**Requirements:** Reproduce the items from the beginning through the line that contains "point(169, 187)", inclusive, switching "pink sky" to "orange sky" and leaving everything else unchanged. Return only those lines.

**Input:**
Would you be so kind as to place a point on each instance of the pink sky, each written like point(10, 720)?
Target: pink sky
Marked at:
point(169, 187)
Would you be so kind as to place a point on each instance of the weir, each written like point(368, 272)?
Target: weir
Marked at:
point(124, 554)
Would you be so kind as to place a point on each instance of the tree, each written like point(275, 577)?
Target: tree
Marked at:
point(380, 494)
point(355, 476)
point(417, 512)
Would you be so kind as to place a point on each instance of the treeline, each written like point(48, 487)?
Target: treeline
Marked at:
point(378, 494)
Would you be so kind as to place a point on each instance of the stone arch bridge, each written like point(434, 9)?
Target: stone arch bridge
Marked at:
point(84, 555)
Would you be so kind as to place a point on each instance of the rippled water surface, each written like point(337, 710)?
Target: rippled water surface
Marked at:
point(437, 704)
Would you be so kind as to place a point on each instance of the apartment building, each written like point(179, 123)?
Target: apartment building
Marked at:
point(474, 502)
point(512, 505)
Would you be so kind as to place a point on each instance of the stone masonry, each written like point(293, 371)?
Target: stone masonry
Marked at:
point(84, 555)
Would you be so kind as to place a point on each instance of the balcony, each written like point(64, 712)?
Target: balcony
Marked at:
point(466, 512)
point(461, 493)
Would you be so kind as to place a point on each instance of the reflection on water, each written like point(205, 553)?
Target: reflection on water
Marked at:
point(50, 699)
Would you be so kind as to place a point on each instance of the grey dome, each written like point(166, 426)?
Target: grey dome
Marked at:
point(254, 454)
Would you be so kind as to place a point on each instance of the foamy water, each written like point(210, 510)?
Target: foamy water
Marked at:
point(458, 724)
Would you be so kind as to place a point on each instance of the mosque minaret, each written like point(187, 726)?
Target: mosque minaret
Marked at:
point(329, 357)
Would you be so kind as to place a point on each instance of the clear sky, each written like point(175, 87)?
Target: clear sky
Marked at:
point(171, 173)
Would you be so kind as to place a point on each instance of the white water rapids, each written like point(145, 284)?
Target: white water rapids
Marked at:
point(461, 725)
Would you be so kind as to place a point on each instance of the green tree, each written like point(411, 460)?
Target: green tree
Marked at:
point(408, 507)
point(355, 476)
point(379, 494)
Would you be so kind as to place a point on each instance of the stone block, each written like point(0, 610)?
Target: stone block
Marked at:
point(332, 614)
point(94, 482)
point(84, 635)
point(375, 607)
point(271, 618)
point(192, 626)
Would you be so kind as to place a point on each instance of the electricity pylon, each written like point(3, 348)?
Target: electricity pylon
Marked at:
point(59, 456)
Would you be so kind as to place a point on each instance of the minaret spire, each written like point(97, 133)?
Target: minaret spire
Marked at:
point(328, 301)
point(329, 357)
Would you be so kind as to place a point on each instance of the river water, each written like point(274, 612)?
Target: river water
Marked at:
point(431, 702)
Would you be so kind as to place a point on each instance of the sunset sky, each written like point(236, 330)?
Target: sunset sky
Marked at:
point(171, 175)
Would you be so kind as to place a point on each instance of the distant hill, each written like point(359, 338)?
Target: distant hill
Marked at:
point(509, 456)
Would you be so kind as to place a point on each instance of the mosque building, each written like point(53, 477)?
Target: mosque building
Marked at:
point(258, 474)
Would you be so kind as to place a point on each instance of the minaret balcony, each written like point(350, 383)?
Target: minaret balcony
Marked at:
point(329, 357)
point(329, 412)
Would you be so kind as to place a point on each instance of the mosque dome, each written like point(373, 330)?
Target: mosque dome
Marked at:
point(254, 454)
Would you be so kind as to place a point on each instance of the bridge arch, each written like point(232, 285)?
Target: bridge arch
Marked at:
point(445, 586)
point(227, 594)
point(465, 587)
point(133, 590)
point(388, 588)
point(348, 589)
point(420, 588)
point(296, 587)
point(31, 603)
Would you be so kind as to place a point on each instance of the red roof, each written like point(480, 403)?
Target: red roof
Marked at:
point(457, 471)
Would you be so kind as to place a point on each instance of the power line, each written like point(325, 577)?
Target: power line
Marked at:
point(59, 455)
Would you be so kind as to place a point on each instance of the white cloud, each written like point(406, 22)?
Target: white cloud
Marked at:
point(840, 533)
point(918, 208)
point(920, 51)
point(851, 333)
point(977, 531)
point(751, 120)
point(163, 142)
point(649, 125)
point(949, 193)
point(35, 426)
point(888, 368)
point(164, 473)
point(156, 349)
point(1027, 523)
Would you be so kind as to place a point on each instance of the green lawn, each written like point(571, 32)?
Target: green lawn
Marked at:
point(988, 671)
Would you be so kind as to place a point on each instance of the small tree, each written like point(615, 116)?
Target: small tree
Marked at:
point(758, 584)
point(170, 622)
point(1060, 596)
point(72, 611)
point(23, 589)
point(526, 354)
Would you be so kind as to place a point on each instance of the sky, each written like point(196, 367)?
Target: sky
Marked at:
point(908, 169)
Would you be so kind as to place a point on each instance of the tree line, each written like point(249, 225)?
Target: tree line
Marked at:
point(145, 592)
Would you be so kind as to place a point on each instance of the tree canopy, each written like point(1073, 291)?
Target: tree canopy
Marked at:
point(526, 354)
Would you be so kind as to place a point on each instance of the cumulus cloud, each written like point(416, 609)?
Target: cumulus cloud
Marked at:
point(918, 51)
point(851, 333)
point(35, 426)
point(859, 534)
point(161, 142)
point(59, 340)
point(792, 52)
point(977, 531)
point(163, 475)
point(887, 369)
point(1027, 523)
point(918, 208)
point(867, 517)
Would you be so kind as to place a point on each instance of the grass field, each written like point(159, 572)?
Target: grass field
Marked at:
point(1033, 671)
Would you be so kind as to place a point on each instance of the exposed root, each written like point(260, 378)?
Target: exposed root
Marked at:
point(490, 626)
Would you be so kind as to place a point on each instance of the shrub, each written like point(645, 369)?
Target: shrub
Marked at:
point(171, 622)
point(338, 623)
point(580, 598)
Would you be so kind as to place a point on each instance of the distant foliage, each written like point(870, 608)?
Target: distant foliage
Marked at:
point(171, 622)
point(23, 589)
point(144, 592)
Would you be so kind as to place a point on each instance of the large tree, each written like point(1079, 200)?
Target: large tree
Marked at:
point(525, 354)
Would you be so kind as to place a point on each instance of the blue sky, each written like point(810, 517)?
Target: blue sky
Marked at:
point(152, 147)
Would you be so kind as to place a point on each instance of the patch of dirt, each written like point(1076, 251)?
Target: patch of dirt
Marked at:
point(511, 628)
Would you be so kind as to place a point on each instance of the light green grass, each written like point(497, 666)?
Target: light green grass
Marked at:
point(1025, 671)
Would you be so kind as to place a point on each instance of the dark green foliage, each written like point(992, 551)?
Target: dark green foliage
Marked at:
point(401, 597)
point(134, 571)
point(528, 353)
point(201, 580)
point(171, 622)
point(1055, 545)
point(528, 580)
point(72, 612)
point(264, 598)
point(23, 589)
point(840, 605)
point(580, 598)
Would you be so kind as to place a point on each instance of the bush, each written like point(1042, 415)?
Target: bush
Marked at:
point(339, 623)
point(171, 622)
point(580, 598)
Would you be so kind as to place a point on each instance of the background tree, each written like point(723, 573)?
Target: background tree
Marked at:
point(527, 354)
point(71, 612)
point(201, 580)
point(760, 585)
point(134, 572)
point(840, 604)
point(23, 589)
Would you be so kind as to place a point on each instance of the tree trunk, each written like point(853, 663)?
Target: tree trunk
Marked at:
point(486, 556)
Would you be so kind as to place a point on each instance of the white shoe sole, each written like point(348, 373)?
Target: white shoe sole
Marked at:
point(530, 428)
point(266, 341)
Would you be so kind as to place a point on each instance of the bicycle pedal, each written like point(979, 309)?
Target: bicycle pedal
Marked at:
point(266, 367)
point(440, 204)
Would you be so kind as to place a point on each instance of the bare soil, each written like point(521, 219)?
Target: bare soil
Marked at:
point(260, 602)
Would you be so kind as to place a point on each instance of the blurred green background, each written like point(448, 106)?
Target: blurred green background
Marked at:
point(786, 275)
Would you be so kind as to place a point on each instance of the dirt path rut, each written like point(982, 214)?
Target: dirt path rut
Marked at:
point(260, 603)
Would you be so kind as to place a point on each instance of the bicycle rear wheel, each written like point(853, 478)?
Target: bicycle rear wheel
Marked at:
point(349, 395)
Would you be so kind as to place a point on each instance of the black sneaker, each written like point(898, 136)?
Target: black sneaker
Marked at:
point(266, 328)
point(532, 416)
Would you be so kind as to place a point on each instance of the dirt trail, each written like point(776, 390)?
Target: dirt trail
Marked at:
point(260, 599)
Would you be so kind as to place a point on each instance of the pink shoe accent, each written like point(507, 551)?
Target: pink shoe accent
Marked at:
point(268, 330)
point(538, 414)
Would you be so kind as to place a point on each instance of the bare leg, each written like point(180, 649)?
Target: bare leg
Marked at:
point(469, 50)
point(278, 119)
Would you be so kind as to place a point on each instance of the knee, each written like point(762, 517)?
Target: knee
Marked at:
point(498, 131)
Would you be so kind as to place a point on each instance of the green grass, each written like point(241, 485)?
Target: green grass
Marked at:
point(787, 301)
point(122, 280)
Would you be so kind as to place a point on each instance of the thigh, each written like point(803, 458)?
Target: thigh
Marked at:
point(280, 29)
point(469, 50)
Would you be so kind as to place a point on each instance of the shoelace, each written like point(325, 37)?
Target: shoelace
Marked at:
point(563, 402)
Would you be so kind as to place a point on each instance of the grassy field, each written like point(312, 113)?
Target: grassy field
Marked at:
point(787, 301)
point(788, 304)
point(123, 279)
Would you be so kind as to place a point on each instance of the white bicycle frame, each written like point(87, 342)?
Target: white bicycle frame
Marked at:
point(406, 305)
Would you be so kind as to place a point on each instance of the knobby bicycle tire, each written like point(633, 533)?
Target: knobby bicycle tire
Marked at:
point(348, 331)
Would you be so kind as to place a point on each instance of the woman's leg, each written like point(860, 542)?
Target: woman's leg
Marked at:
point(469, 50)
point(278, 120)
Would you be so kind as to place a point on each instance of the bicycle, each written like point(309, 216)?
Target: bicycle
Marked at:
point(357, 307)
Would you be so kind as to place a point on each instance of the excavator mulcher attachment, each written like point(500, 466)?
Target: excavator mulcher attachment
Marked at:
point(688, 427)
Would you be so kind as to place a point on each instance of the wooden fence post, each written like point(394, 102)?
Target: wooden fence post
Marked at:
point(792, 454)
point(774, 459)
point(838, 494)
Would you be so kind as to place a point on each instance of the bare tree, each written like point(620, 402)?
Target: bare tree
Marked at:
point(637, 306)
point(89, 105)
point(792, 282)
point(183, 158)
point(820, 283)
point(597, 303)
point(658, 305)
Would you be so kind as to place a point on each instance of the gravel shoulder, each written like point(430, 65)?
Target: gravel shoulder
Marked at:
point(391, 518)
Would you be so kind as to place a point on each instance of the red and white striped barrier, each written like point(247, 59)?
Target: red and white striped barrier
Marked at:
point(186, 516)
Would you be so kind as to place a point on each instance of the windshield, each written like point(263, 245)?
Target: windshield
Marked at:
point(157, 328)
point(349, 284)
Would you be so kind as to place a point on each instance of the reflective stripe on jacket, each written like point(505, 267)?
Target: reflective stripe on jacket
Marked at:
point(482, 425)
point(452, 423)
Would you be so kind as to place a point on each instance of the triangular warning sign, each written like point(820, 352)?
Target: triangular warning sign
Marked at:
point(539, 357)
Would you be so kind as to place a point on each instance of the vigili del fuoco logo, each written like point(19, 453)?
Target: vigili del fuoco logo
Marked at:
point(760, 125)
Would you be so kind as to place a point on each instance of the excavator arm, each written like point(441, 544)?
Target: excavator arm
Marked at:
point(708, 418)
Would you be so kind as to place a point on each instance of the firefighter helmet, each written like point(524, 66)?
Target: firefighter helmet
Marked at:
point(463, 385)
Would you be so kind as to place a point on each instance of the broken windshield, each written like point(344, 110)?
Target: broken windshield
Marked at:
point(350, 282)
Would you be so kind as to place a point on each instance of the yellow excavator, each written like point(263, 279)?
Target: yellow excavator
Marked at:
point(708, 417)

**Output:**
Would you be so kind as to place a point on each instance of the orange sky, each written like point(10, 720)?
Target: orange sky
Marked at:
point(169, 187)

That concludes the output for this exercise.